# start of Source passage

Authors: C.P. Cavafy
Cavafy’s inspiration for this poem may well have been a passage from the
Life of Apollonius of Tyana
(1.23) that describes the sage’s tearful reaction,
while traveling near Babylon, on coming across the tombs of Greeks from Eretria who had been captured and deported to Asia by Darius I during the first Persian War. The author of the
Life
goes so far as to quote one of the grave inscriptions, of which Cavafy’s sonnet is strongly reminiscent:
Here now we lie on Ecbatana’s plain,
But once we sailed the deep Aegean’s swell.
Farewell, Eretrian homeland, old in fame,
And nearby Athens, and the sea, farewell.
(tr. C. P. Jones)
The inclusion of the frame in my translation is the only instance in which I have diverged from Professor Lavagnini’s presentation of the “last” version of the draft. (Because she considers the frame a variant, she places it in a footnote.) I have done so in part for practical reasons—to have simply reproduced the sonnet itself, as Professor Lavagnini does in her scholarly text, would have been to present readers with a poem that is already known, the Unpublished “Epitaph” of 1893 (p. 272)—and partly because I believe that readers of the present edition will want to see, all at once, what the poet’s larger, if never adequately executed, conception for this revamped poem was, a conception that makes the new Unfinished work different from the old poem it sought to transform.
The dossier consists of two sheets, the first bearing the title—which the poet notes is “provisional” only—and the date, and the second containing the text of the poem, written swiftly and with few corrections.
In its frankness and the deep yet by no means glib sympathy with which it surveys a complicated and compromised emotional landscape, this poem recalls other, earlier works while surpassing them in its self-assured humaneness—a quality that seems to grow in strength in Cavafy’s work as the years pass.
We might compare, for instance, the rather severe ethical vision in poems written at the turn of the century, the years, as we know, when
Cavafy was going through his poetic crisis. In “Che fece … Il Gran Rifiuto” (1899; 1901), the poet passes a harsh judgment on those who, in moments of moral crisis, choose the path of personal comfort or safety over that of large moral responsibility:
For certain people there comes a day
when they are called upon to say the great Yes
or the great No. It’s clear at once who has
the Yes within him at the ready, which he will say
as he advances in honor, in greater self-belief.
He who refuses has no second thoughts. Were he asked
again, he would repeat the No. And nonetheless
that no—so right—defeats him all his life.
The poet’s severity here is all the more striking for being directed at the saintly pope Celestine V, who resigned the papacy at the age of eighty, in 1294—a decision understandable in itself but condemned by Dante (whence the title) because it paved the way, as Celestine knew it must, for the advent of the corrupt and immoral Boniface VIII.

# end of Source passage

Exercise requirements.
(a) According to the commentary, at what age did Celestine V resign the papacy?
(b) Reproduce the passage of the commentary starting with "Farewell, Eretrian homeland, old" and going on through "sought to transform.".
(c) In the grave inscription that the commentary quotes, list everything the speakers bid farewell to.
Rely only on the commentary above.

# start of Entries provided

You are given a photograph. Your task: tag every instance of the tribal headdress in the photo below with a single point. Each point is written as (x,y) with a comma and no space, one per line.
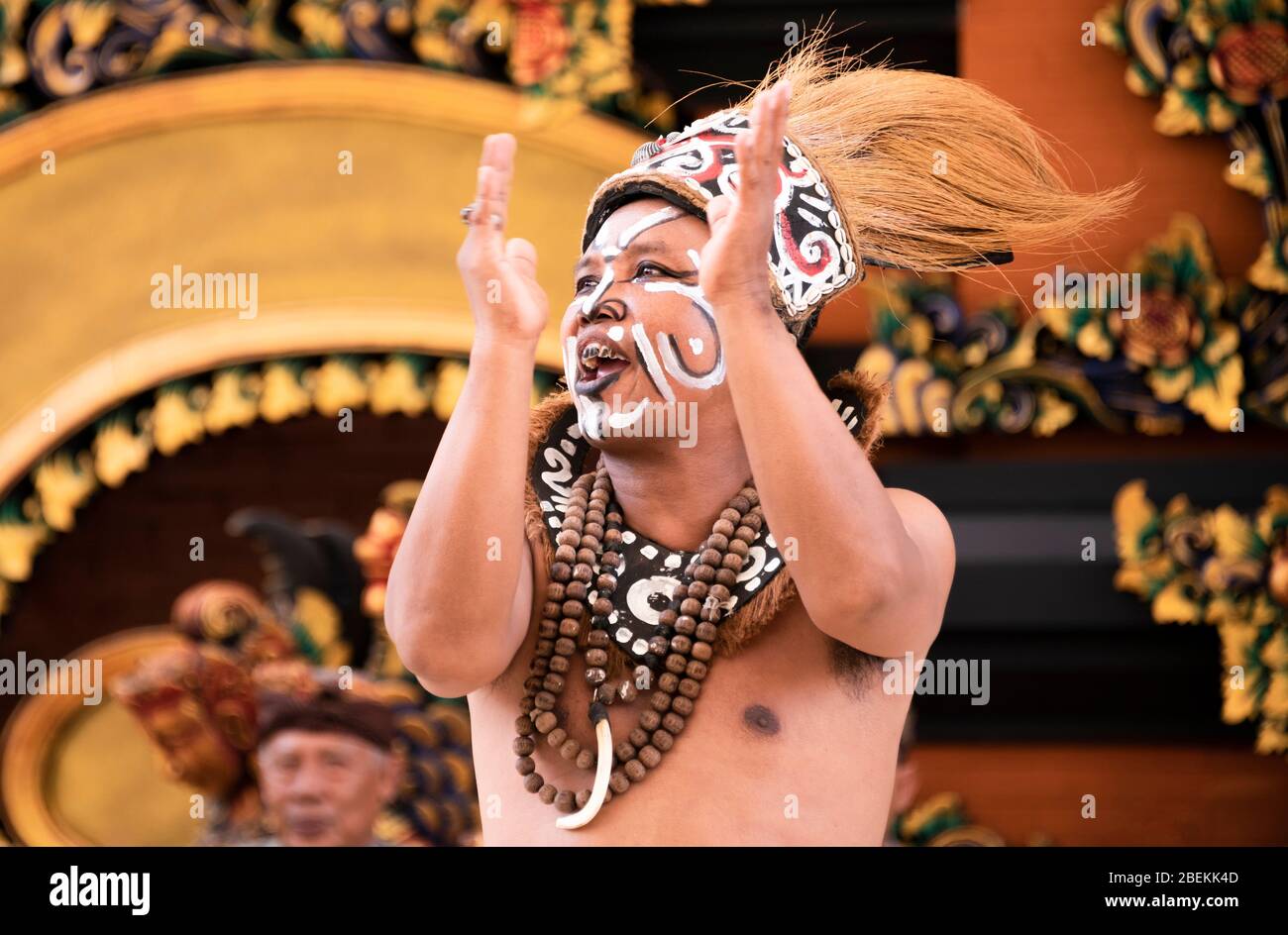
(880,166)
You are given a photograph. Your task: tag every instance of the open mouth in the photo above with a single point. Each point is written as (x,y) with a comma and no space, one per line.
(599,363)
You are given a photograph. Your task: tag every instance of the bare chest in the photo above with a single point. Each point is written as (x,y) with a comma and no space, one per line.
(791,741)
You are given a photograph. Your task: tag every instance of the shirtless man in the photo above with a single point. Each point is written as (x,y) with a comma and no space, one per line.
(794,741)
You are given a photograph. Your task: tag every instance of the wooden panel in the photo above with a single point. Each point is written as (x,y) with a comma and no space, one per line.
(1145,794)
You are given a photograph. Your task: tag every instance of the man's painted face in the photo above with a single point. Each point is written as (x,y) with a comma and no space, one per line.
(639,331)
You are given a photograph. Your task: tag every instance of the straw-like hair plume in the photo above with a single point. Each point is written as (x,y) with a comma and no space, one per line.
(931,172)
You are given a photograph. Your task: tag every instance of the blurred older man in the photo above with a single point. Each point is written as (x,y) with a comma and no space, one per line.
(326,766)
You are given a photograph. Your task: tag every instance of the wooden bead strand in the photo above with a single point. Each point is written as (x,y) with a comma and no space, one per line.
(583,581)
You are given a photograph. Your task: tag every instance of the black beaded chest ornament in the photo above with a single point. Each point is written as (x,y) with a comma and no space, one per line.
(581,577)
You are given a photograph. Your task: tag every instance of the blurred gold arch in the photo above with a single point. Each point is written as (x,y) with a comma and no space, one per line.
(239,170)
(86,775)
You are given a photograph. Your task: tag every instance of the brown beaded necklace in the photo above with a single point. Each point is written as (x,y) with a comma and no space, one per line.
(587,553)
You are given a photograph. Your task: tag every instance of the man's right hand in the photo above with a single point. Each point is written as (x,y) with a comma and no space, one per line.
(500,275)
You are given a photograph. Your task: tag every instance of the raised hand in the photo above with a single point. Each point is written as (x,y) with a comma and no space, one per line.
(500,274)
(733,260)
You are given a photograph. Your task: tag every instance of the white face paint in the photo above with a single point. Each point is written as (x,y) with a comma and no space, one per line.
(592,414)
(669,350)
(645,353)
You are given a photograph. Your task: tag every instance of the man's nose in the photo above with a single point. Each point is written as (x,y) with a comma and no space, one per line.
(308,784)
(604,309)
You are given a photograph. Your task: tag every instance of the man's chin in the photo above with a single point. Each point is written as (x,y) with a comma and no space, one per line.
(310,835)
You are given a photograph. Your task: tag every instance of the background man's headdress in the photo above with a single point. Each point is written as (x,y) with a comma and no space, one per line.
(880,166)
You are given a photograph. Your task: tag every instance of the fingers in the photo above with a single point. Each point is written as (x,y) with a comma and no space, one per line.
(759,151)
(498,155)
(522,257)
(492,193)
(717,210)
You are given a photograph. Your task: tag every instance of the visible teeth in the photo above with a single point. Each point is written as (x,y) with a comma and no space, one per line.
(593,352)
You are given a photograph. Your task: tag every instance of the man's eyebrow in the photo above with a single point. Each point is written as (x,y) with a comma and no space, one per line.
(638,247)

# end of Entries provided

Responses per task.
(a) He resigned at the age of eighty, in 1294.

(b)
Farewell, Eretrian homeland, old in fame,
And nearby Athens, and the sea, farewell.
(tr. C. P. Jones)
The inclusion of the frame in my translation is the only instance in which I have diverged from Professor Lavagnini’s presentation of the “last” version of the draft. (Because she considers the frame a variant, she places it in a footnote.) I have done so in part for practical reasons—to have simply reproduced the sonnet itself, as Professor Lavagnini does in her scholarly text, would have been to present readers with a poem that is already known, the Unpublished “Epitaph” of 1893 (p. 272)—and partly because I believe that readers of the present edition will want to see, all at once, what the poet’s larger, if never adequately executed, conception for this revamped poem was, a conception that makes the new Unfinished work different from the old poem it sought to transform.

(c)
- Their Eretrian homeland
- Nearby Athens
- The sea